Items listed in a dataset:
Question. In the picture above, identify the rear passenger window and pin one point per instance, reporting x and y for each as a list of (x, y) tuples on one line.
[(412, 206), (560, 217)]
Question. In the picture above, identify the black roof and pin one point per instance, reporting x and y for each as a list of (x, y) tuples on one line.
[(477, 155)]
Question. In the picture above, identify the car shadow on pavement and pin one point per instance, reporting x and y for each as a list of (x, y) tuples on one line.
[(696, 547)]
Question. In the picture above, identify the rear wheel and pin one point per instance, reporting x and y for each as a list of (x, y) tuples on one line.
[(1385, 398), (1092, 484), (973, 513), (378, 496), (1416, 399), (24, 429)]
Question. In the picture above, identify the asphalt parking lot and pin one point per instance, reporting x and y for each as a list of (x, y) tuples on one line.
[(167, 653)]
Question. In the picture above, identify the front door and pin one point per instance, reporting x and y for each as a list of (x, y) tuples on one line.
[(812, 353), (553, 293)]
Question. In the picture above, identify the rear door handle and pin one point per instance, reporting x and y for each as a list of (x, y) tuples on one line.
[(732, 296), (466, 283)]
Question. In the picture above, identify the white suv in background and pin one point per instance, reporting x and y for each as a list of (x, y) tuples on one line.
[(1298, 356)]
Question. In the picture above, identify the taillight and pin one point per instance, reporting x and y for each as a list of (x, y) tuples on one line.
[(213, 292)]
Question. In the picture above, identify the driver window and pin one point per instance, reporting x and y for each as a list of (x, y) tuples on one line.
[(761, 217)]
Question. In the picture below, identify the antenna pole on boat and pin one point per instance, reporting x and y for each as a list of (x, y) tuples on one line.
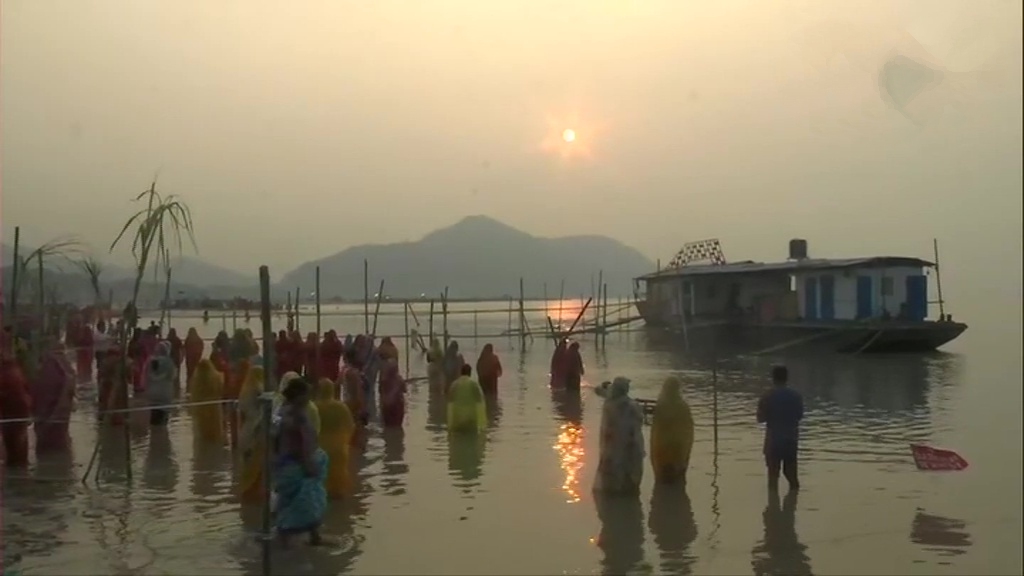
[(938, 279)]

■ ABOUT THIS TASK: From the line with "Question. In the picture above, identify the taillight" down to the last line of the records above, restate each line verbatim, passing over any picture.

■ SOLUTION FOR THIS PROBLEM:
Question. In the picture above, identify the taillight and pin one point per instance, reporting x and y for each as a list of (x, y) tuples on one line.
[(213, 292)]
Question. In the picture above, identify the driver window and pin one point per instance, reporting x and y for each as a list of (x, y) tuples on one line.
[(761, 217)]
Question. In the picture below, identify the antenna pole on boat and pin one point per instance, reporting x and y for each as a list of (x, y) tuples on one line.
[(938, 279)]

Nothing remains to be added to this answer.